Managing Product Page Sessions

The ProductPage class acts as a high-level client for interacting with a product page. There are several ways to create and manage ProductPage instances, depending on the use case.

Creating Product Pages

Instantiating ProductPage does not automatically establish a client session. The session is started and closed explicitly using the start_session and close_session methods, respectively. The page data is fetched using the update method.

import asyncio
from freshpointsync import ProductPage

LOCATION_ID = 296

async def main() -> None:
    page = ProductPage(location_id=LOCATION_ID)
    try:
        await page.start_session()
        print(f'Fetching data for location ID {page.data.location_id}...')
        await page.update()
        print(f'Location Name: {page.data.location}')
    finally:
        await page.close_session()

if __name__ == '__main__':
    asyncio.run(main())

§ Record excerpts
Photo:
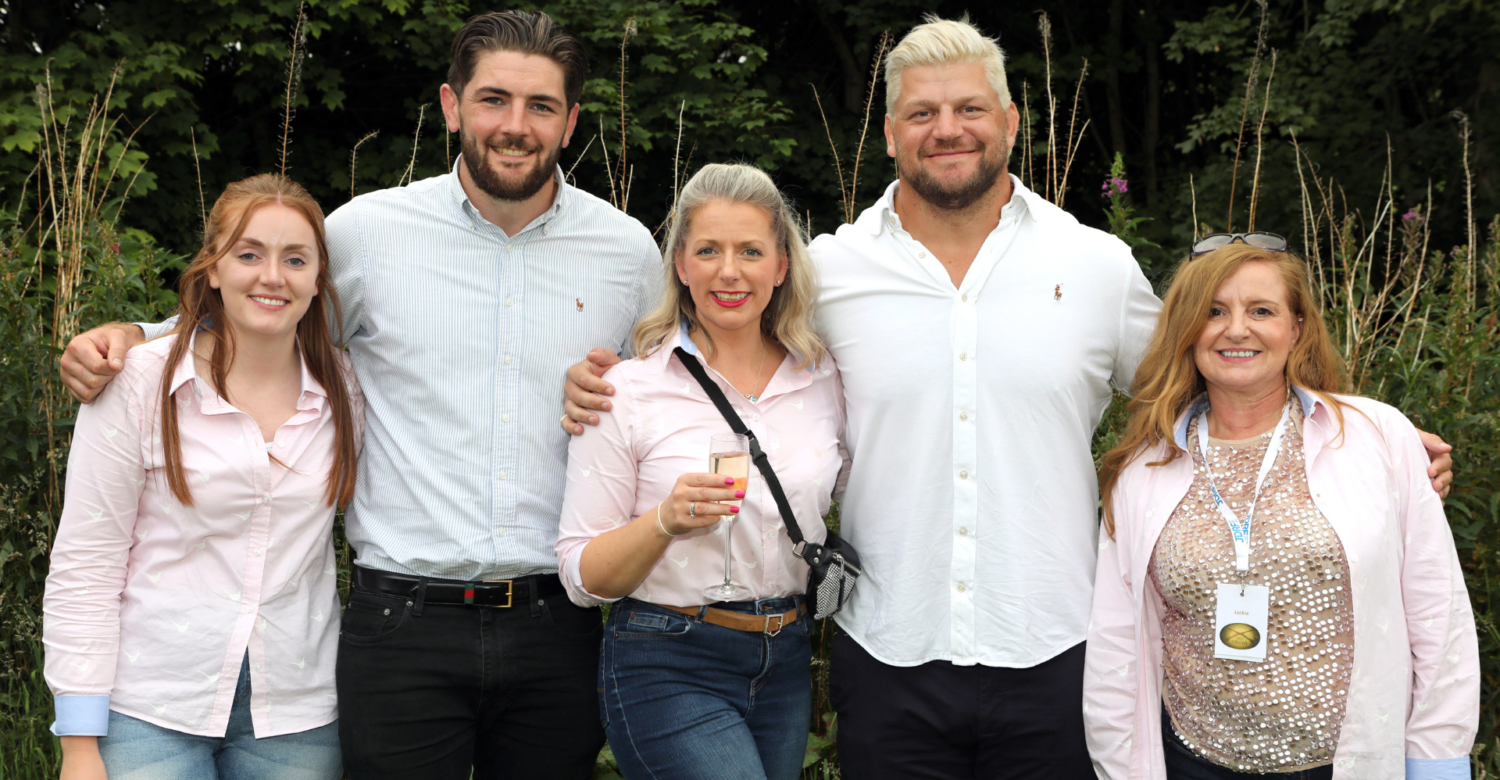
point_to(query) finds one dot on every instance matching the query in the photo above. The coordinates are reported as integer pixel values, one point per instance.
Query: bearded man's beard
(963, 194)
(492, 183)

§ Tasks to perform
[1] What is the Spanish translation of this sentence from the product page sessions text: "Instantiating ProductPage does not automatically establish a client session."?
[2] Can you copy the passage of the product page sessions text starting at "print(f'Fetching data for" and ending at "await page.close_session()", character for character?

§ Full solutions
[1] Instanciar ProductPage no establece automáticamente una sesión de cliente.

[2]
print(f'Fetching data for location ID {page.data.location_id}...')
        await page.update()
        print(f'Location Name: {page.data.location}')
    finally:
        await page.close_session()